### A run of records:
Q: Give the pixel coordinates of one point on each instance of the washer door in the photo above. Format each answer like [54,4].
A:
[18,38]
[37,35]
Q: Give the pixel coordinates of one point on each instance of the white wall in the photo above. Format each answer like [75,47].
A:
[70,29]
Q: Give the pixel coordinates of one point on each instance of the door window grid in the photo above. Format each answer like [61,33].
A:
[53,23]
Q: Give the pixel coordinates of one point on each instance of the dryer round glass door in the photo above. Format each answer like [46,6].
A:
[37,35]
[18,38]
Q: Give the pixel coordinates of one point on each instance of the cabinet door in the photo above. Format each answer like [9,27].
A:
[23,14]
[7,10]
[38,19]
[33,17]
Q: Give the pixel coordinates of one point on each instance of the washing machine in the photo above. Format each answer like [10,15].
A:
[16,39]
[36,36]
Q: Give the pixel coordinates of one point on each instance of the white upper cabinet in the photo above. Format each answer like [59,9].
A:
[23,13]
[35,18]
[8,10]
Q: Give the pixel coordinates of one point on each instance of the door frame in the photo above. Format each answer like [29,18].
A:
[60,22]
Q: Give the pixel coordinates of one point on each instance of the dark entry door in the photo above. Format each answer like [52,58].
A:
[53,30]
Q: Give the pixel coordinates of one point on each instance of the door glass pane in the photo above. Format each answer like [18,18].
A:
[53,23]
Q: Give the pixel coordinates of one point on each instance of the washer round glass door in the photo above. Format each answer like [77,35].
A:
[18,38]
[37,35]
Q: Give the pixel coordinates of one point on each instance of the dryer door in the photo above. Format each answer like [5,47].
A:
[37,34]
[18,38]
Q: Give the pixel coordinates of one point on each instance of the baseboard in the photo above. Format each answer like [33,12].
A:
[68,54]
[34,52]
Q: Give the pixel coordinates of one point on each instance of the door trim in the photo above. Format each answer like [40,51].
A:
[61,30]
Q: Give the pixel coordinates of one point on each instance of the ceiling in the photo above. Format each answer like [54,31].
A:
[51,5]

### To be done:
Reproduce the entries above without changes, starting with the line that contains "answer like [5,47]." and continuing through the last line of the entries, including both.

### Result of this task:
Q: Give the pixel coordinates of one point on each instance of the dryer door in the photo above. Format each answer like [5,47].
A:
[37,34]
[18,38]
Q: Give the pixel coordinates of one point on each instance of the baseboard in the photo above. Format each answer like [33,12].
A:
[68,54]
[34,52]
Q: Give the pixel coordinates of one point on each instance of the door trim in the photo above. Format each answer like [40,51].
A:
[61,30]
Q: Give the pixel coordinates of one point on each instance of the ceiling in the photo above. Format each answer like [54,31].
A:
[51,5]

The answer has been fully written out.